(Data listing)
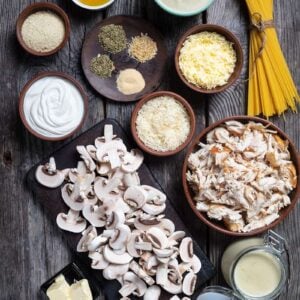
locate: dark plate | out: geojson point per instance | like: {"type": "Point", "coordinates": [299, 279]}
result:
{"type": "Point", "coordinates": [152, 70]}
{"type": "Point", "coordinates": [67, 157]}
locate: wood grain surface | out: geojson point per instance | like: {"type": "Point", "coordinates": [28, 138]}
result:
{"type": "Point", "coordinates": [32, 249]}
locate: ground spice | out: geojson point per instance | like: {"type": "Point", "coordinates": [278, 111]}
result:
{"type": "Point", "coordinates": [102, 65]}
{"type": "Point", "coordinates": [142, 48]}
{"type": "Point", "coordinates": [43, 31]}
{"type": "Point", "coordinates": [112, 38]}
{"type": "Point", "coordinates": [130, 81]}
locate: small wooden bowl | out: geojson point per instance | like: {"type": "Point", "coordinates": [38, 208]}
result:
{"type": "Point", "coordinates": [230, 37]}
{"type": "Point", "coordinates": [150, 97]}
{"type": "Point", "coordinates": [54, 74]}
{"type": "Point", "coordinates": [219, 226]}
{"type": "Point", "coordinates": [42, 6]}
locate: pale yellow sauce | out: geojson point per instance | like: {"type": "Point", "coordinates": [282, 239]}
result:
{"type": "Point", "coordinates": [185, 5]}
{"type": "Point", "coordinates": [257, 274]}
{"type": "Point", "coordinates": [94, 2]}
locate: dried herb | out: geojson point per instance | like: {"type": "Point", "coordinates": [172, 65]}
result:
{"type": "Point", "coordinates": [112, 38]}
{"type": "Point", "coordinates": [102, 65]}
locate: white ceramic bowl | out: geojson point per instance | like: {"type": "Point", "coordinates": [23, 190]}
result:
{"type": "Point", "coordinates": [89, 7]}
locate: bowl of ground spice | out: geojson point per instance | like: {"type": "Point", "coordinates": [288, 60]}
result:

#### Exercise aim:
Reproduce every line of the listing above word for word, omitting the pictures.

#### Exercise answer:
locate: dark plate | out: geojson point per instance | like: {"type": "Point", "coordinates": [299, 279]}
result:
{"type": "Point", "coordinates": [152, 70]}
{"type": "Point", "coordinates": [67, 157]}
locate: wood grain surface | out: geojson point per instance | like: {"type": "Point", "coordinates": [28, 138]}
result:
{"type": "Point", "coordinates": [32, 249]}
locate: ground spice | out: geojson point per instance | like: {"type": "Point", "coordinates": [278, 111]}
result:
{"type": "Point", "coordinates": [102, 65]}
{"type": "Point", "coordinates": [142, 48]}
{"type": "Point", "coordinates": [43, 31]}
{"type": "Point", "coordinates": [112, 38]}
{"type": "Point", "coordinates": [130, 81]}
locate: small wooden bowl | out: geojson point per instance | like: {"type": "Point", "coordinates": [38, 208]}
result:
{"type": "Point", "coordinates": [230, 37]}
{"type": "Point", "coordinates": [150, 97]}
{"type": "Point", "coordinates": [54, 74]}
{"type": "Point", "coordinates": [219, 226]}
{"type": "Point", "coordinates": [42, 6]}
locate: pale yellow sauce | out: geojson point per instance | like: {"type": "Point", "coordinates": [282, 239]}
result:
{"type": "Point", "coordinates": [185, 5]}
{"type": "Point", "coordinates": [257, 274]}
{"type": "Point", "coordinates": [94, 2]}
locate: dried herb | out: geojson point per instance | like: {"type": "Point", "coordinates": [172, 65]}
result:
{"type": "Point", "coordinates": [112, 38]}
{"type": "Point", "coordinates": [102, 65]}
locate: white ceramic bowl | out: geojson point per instance | like: {"type": "Point", "coordinates": [23, 190]}
result:
{"type": "Point", "coordinates": [89, 7]}
locate: bowl of ground spice | out: geojson point per instance | like: {"type": "Point", "coordinates": [288, 60]}
result:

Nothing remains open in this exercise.